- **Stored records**
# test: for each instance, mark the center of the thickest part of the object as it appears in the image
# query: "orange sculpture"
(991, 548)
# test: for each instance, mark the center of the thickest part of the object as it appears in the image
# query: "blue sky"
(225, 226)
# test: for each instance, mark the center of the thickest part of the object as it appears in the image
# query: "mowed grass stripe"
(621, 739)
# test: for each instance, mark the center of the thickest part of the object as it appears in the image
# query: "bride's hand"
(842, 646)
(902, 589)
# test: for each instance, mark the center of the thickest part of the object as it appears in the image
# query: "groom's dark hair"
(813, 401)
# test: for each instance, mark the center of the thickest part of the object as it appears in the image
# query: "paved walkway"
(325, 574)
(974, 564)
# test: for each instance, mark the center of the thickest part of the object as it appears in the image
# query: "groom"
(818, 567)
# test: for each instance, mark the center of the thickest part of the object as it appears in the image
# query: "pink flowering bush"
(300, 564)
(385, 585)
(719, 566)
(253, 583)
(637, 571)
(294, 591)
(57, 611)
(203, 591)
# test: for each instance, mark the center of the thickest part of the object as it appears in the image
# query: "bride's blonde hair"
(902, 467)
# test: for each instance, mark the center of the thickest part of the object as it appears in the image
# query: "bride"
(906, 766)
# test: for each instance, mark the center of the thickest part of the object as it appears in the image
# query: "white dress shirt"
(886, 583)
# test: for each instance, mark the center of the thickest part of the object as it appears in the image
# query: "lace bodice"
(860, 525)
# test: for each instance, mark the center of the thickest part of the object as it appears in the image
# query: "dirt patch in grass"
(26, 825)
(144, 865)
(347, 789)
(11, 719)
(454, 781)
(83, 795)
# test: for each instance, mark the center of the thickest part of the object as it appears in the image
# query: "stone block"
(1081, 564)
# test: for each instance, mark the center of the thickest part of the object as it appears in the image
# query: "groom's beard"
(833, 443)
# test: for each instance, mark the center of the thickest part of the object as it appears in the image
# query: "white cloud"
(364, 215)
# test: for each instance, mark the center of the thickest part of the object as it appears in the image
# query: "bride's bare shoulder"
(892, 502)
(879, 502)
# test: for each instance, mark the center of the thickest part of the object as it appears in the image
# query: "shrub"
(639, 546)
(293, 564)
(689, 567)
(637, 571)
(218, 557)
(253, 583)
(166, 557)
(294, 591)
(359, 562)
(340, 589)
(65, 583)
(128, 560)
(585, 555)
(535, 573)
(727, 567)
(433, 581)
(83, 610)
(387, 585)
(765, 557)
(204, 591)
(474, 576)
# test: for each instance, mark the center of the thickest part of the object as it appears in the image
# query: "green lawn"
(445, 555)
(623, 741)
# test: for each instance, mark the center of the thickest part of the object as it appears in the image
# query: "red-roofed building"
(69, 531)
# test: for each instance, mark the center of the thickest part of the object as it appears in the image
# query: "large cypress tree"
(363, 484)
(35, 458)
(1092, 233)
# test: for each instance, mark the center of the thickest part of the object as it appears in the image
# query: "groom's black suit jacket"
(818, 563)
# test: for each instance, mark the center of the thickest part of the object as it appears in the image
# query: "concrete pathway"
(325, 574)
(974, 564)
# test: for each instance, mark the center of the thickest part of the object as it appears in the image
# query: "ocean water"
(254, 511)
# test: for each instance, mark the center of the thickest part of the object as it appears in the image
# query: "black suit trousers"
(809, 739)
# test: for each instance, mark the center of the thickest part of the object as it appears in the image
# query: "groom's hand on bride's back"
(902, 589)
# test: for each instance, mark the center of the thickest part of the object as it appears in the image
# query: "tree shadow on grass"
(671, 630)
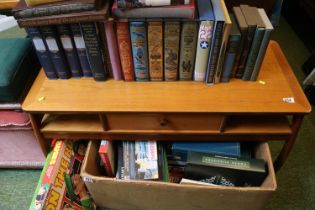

- **Task prompt**
The answer is the records above, repeated exactly, with no picture in it.

- **Response to the task**
# test: for each instance, mark the center of the thickest part of the object as it appears in the image
# query: "orange sculpture"
(991, 548)
# test: for each instance, mark the center of the thickest part of the object as it appears in the image
# query: "blue sky"
(225, 226)
# test: for each instance, mark the center of the thickest part of the object as it appears in the image
# query: "mowed grass stripe"
(621, 739)
# test: for each instance, mark the center of the thickest part of the object as it appears in the image
# query: "bride's hand"
(842, 646)
(902, 589)
# test: for each instance, mark the center of the thickest part of the object as it appears in the image
# query: "groom's dark hair"
(813, 401)
# test: for each instance, mark the center of the thickest part of the object as it appears in the image
# query: "paved walkway"
(325, 574)
(974, 564)
# test: for each instance, mark the center of the thickest part of the object as it appears in the image
# query: "groom"
(818, 567)
# test: for each instance, mark the center of the thickest part of the object as it appears in the image
# query: "pink flowering bush"
(300, 564)
(385, 585)
(719, 566)
(253, 583)
(637, 571)
(294, 591)
(57, 611)
(203, 591)
# test: for each instance, mark the center of the thickest part of the object as it appears in the image
# query: "bride's blonde hair"
(902, 467)
# test: for each instance, mark the center of the thickest part of the object as it appears in the image
# query: "bride"
(906, 766)
# test: for each instance, mark the center of the thickest part of the object as it appears in the image
# query: "white dress shirt"
(886, 583)
# test: for each instance, mark the center of the thickest part of the object as it appears in the image
# query: "lace bodice"
(860, 525)
# test: for each instance, mark the center of the thickest part of the object as it appears in the image
# query: "dirt patch in grass"
(26, 825)
(144, 865)
(347, 789)
(11, 719)
(454, 781)
(83, 795)
# test: for each instance, mark the center of the thickest part of the object as it appears in the image
# query: "stone block"
(1081, 564)
# test: for each instance, mark the center of the thickest part of the object as it appears in the image
# query: "groom's beard"
(833, 443)
# test: for each instance, mark the center of the thickest part of the object as it appears in the image
# query: "white cloud"
(364, 215)
# test: for each instance, mark the center of the thickest part of the object as it appears in the image
# query: "bride's bare shoulder"
(892, 502)
(879, 502)
# test: for each instance, mark the center of the thickest part of the object as it appears in the image
# query: "shrub"
(639, 546)
(293, 564)
(689, 567)
(637, 571)
(218, 557)
(253, 583)
(166, 557)
(294, 591)
(359, 562)
(340, 589)
(65, 583)
(128, 560)
(585, 555)
(535, 573)
(727, 567)
(433, 581)
(83, 610)
(387, 585)
(765, 557)
(204, 591)
(474, 576)
# test: for each instance, mark the center of the thickest part of the object as it appears in the image
# query: "green lawn"
(445, 555)
(623, 741)
# test: for each instance, mark the center of the thickest part of the object as it appears in the image
# query: "red-roofed building"
(69, 531)
# test: for each instance, mark the center of the thickest part of the object as it appears in the image
# query: "large cypress tree"
(363, 484)
(35, 458)
(1092, 233)
# test: for each instance, mark the center of the thickest part of the object as it appears in the image
# query: "groom's black suit jacket"
(818, 563)
# test: for each instance, mark the center of the thickest part of the object as it appears in the image
# query: "concrete pathway"
(325, 574)
(974, 564)
# test: for each instance, mark the center of the thickest part of the object as it appears in the image
# query: "ocean water"
(254, 511)
# test: for each instance, mark the center of the thickest part of the object as it appears in the image
# query: "black suit trousers"
(809, 739)
# test: for each instance, mark the center of the thickest part of the object as it appears in the image
# query: "groom's hand on bride's back"
(902, 589)
# test: for each instance, mark the center of the thickest part of the object as it appears in the image
# query: "tree shadow on grass"
(671, 630)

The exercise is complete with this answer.